*** Opening of DATA ***

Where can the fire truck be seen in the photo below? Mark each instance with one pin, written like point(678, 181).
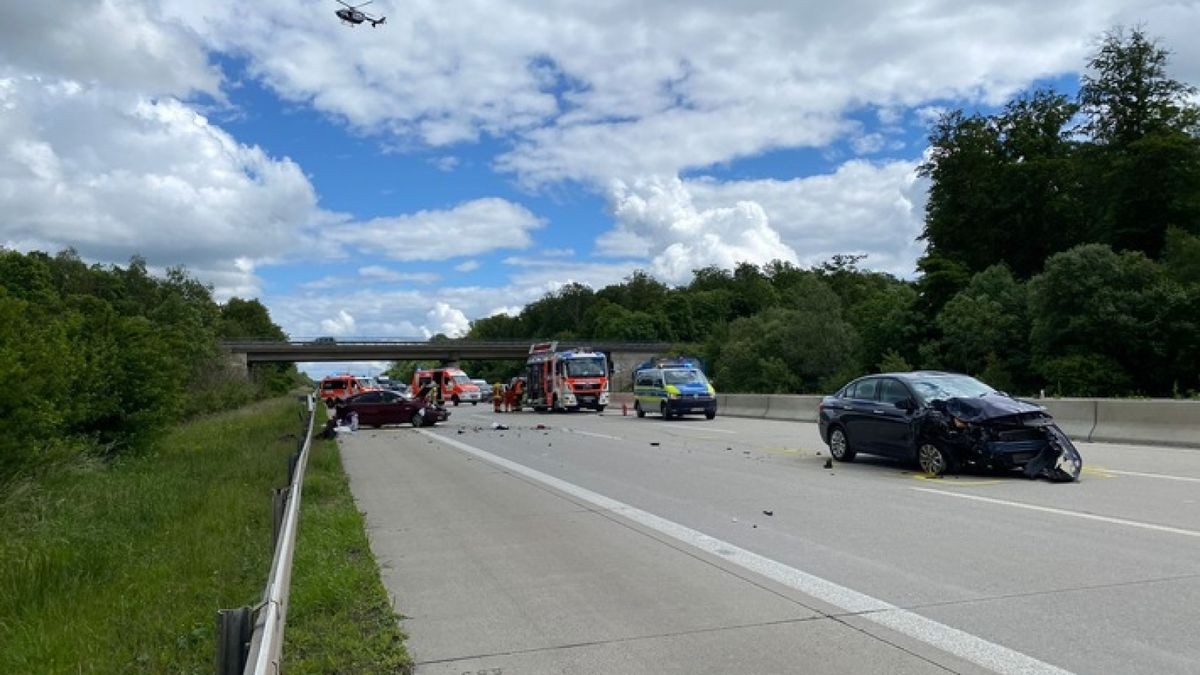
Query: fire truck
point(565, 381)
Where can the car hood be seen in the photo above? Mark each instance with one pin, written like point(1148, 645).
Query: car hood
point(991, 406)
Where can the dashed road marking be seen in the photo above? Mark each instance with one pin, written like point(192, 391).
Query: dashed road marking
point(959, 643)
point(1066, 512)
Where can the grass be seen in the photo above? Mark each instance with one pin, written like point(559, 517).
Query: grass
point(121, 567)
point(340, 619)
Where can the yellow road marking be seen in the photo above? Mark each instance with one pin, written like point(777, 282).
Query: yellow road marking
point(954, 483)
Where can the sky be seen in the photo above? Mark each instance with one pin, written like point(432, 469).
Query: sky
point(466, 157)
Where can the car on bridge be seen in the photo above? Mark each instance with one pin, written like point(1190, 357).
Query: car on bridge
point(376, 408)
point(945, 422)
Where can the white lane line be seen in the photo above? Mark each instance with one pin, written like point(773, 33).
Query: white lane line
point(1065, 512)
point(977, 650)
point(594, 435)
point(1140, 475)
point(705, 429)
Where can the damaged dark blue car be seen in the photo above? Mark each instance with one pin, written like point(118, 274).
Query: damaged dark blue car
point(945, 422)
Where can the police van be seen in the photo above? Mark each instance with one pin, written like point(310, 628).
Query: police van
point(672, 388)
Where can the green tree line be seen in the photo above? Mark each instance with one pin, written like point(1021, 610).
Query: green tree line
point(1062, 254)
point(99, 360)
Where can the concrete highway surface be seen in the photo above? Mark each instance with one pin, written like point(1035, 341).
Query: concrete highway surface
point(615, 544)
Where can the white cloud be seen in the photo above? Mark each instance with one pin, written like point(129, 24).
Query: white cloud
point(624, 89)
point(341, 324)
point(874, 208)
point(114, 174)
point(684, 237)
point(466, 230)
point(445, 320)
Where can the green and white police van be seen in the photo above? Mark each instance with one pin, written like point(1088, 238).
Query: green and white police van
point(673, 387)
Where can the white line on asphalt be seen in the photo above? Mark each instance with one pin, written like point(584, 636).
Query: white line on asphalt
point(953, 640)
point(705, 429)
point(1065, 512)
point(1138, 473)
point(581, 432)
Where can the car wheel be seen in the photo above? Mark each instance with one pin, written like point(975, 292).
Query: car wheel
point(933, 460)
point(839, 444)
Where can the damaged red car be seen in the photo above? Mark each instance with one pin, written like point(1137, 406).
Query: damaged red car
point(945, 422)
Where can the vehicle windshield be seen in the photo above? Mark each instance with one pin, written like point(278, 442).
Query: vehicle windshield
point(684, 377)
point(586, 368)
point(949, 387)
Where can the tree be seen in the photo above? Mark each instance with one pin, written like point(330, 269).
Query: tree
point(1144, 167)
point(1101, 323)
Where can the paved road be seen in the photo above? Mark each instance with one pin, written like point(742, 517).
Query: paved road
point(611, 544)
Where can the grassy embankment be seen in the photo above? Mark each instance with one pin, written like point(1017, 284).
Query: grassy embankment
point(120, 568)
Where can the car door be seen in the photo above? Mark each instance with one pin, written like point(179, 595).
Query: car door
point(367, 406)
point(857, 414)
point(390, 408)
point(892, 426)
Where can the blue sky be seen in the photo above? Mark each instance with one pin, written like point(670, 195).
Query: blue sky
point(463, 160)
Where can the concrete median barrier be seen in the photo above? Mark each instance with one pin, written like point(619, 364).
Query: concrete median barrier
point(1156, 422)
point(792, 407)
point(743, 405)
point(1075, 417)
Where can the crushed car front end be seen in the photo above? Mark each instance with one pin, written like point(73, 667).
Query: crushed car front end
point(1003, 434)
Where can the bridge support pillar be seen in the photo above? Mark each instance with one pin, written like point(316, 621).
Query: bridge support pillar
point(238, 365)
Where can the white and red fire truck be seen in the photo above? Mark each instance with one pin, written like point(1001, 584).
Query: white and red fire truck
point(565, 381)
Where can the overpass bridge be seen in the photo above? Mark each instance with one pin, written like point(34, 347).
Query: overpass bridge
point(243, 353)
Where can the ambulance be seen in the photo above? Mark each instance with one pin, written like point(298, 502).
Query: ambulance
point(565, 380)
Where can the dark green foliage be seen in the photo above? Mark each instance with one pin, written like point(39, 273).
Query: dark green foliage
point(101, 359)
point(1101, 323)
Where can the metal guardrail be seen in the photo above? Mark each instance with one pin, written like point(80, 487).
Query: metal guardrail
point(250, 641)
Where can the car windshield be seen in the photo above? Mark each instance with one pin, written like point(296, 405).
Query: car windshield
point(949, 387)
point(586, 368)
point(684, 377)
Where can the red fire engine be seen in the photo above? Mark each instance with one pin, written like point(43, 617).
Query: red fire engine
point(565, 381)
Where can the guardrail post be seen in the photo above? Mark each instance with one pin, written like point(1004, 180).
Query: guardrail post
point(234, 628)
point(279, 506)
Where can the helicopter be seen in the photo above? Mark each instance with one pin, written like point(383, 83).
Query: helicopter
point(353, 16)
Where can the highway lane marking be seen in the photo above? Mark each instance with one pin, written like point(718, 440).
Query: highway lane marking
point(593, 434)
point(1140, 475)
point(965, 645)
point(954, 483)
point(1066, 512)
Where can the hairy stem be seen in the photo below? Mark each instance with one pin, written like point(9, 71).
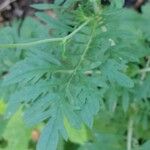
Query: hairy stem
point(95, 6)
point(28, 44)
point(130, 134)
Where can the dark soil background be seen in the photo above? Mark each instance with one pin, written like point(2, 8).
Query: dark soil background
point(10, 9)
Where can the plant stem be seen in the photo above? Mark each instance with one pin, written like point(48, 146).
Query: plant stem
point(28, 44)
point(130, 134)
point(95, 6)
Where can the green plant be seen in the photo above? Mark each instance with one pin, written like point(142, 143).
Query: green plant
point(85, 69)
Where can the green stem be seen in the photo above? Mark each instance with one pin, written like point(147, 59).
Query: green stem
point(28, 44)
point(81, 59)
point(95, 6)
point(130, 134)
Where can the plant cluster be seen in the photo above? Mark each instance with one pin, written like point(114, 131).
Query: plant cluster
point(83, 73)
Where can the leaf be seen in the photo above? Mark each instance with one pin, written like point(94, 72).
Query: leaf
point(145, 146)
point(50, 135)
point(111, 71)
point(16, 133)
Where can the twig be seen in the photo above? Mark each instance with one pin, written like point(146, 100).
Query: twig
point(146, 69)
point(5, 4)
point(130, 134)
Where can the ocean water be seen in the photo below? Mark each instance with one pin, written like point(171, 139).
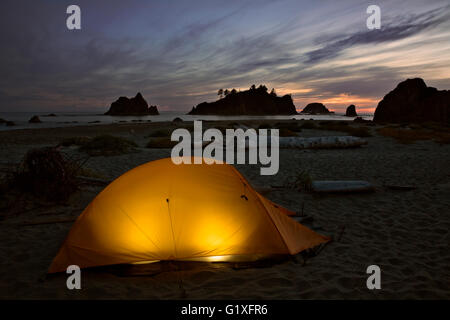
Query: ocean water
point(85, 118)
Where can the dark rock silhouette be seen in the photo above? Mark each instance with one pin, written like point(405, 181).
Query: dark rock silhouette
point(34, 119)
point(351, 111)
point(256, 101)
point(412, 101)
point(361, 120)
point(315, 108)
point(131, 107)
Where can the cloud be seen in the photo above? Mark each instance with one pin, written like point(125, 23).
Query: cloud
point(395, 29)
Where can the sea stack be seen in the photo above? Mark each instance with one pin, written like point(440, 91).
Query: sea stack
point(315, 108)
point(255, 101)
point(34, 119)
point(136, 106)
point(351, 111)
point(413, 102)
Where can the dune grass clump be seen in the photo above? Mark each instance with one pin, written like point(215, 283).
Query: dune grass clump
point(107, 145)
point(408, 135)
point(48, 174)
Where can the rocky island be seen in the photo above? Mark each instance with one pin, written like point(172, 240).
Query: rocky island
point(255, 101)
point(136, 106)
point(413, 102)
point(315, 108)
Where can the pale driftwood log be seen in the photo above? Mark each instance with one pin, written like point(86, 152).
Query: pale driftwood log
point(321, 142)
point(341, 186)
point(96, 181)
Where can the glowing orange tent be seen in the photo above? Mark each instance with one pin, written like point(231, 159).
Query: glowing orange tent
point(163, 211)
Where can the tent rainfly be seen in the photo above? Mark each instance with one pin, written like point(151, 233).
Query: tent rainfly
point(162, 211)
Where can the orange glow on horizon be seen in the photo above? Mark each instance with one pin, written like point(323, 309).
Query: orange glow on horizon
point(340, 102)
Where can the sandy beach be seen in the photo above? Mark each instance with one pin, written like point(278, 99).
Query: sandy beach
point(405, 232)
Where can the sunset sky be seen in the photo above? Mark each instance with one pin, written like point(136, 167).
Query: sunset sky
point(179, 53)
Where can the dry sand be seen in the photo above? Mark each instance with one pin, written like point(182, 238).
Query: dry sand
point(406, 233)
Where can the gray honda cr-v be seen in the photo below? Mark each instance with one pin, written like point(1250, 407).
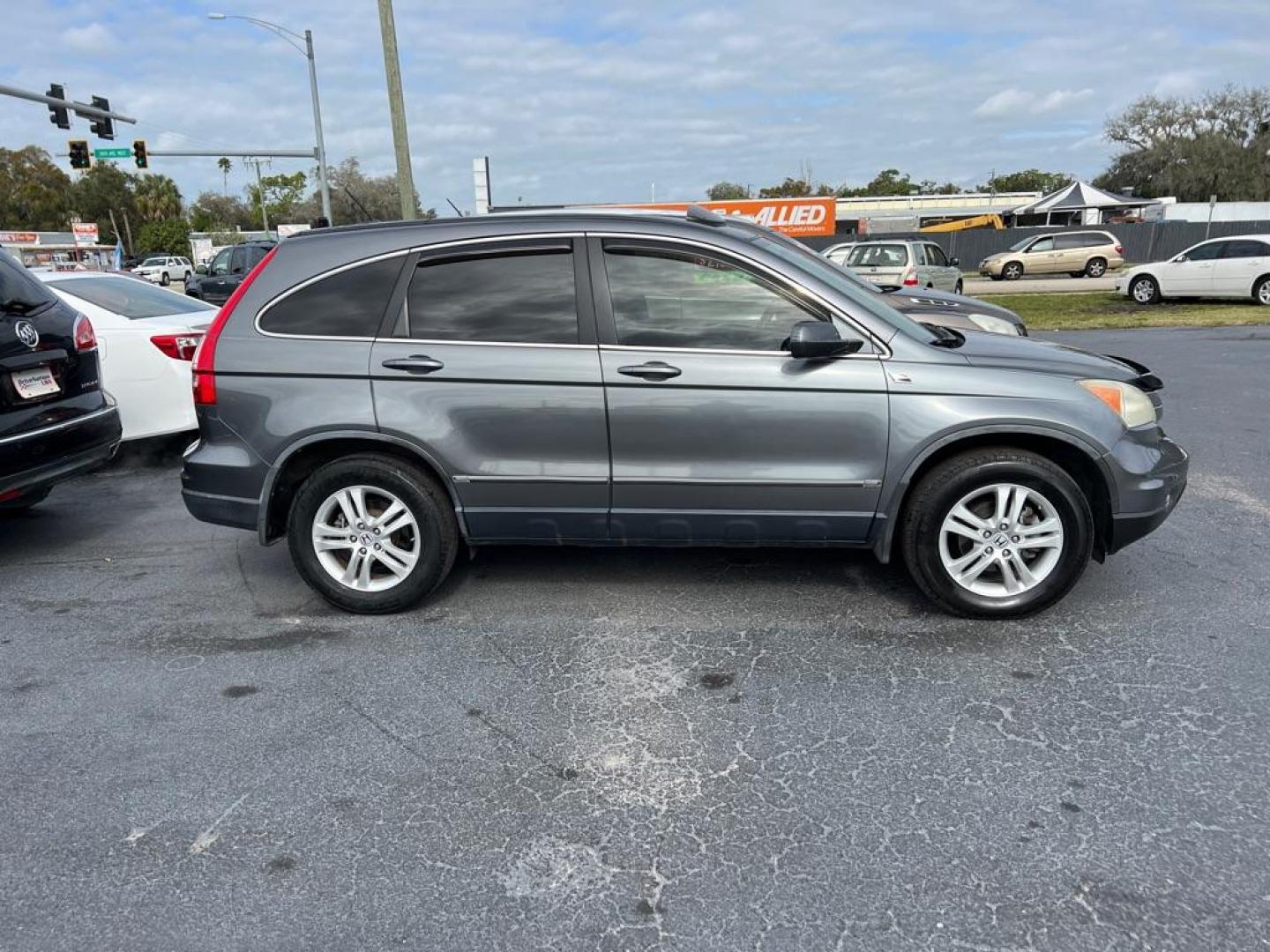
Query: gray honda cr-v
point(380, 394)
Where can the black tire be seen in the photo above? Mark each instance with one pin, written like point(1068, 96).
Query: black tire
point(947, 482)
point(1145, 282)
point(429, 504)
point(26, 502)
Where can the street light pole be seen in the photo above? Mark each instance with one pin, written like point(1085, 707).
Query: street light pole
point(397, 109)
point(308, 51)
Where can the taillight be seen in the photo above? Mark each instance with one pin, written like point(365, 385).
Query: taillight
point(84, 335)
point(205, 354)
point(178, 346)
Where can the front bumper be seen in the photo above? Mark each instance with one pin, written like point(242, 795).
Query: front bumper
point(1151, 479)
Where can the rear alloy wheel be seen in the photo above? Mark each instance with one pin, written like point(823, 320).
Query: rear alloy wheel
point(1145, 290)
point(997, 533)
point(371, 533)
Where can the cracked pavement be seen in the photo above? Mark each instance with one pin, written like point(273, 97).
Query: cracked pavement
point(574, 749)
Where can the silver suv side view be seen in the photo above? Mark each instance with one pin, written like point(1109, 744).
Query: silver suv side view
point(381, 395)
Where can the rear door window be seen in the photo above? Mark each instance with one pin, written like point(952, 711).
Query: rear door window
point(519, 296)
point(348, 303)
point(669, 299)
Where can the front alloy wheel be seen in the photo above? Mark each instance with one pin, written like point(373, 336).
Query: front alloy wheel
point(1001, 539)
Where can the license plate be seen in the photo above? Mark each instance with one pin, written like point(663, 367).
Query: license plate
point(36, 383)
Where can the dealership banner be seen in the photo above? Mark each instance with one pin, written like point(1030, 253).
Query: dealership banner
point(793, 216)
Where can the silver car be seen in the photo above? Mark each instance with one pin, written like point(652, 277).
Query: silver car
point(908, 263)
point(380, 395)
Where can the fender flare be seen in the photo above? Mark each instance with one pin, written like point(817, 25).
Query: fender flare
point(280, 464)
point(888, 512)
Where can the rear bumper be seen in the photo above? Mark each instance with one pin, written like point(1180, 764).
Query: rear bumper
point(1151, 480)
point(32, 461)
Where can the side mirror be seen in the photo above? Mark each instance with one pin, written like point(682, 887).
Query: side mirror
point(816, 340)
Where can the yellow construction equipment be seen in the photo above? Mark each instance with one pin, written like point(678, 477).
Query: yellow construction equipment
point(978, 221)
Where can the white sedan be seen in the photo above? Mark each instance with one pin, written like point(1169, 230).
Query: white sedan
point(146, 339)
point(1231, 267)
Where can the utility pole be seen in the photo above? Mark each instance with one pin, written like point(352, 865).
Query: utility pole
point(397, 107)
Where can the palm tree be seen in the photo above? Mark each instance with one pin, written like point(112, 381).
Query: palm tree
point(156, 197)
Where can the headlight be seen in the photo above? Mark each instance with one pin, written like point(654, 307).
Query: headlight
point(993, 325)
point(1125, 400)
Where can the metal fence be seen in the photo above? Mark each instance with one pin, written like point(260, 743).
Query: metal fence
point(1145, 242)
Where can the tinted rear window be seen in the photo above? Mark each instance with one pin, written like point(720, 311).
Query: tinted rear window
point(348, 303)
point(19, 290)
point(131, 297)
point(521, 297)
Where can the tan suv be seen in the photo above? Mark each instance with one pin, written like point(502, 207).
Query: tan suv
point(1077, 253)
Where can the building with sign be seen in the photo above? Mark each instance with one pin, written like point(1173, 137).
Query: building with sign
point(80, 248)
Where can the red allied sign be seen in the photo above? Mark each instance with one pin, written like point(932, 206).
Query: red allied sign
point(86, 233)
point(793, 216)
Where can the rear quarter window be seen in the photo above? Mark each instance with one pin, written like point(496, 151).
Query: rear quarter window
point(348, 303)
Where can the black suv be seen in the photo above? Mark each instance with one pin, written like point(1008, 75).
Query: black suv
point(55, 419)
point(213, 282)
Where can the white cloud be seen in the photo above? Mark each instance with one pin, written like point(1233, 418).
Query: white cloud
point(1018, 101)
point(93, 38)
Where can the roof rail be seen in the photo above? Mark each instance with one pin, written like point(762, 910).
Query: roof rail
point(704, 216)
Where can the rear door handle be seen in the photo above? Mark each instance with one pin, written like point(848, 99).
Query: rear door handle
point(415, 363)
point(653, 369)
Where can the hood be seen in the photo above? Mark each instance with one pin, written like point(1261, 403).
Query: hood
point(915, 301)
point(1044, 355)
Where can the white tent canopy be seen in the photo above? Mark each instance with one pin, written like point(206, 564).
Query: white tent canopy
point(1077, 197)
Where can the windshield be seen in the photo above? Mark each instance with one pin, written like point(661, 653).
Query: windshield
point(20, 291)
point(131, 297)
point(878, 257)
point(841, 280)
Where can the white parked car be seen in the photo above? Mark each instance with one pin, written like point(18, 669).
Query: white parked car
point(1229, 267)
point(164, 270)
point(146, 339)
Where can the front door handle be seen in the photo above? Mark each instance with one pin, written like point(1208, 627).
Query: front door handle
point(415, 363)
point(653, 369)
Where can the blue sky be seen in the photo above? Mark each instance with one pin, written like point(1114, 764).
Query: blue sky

*** Close of DATA ***

TASK
From the records above, transcribe only the stretch from the line with "Query: green plant" through the line with "Where can the dune", keeping both ends. Omit pictures.

THE COMPLETED TASK
Query: green plant
point(85, 69)
Where can the green stem be seen in the photo above? Mark each instance with one pin, written like point(147, 59).
Query: green stem
point(28, 44)
point(81, 59)
point(95, 6)
point(130, 134)
Where can the plant cluster be seen in the photo above? Mark each instance with one pin, written like point(114, 131).
Query: plant cluster
point(83, 73)
Where can the leaf be seen in the photo above? Mark each instance with one pin, written like point(94, 72).
Query: leaf
point(145, 146)
point(50, 135)
point(111, 71)
point(16, 133)
Where can the twig be seen in the photo above? Mark each instance with one pin, written like point(146, 100).
Query: twig
point(146, 69)
point(5, 4)
point(130, 134)
Where can the ocean water be seen in the photo below? Mark each instance with one pin, written like point(171, 139).
Query: ocean water
point(85, 118)
Where can the dark rock silhouette be seen in the photo above? Mark each instance with one pin, written like point(405, 181).
Query: dark rock silhouette
point(34, 119)
point(351, 111)
point(256, 101)
point(412, 101)
point(361, 120)
point(315, 108)
point(131, 107)
Where can the cloud be seen in the photo above? Mark each instance with one pin, written like point(125, 23).
Query: cloud
point(395, 29)
Where can the sea stack be seen in the photo above? Mark each instance with one pin, written like point(440, 91).
Query: sea stack
point(315, 108)
point(255, 101)
point(34, 119)
point(136, 106)
point(351, 111)
point(413, 102)
Where can the dune grass clump be seen in the photo above? Mark each instance with one pin, written like point(215, 283).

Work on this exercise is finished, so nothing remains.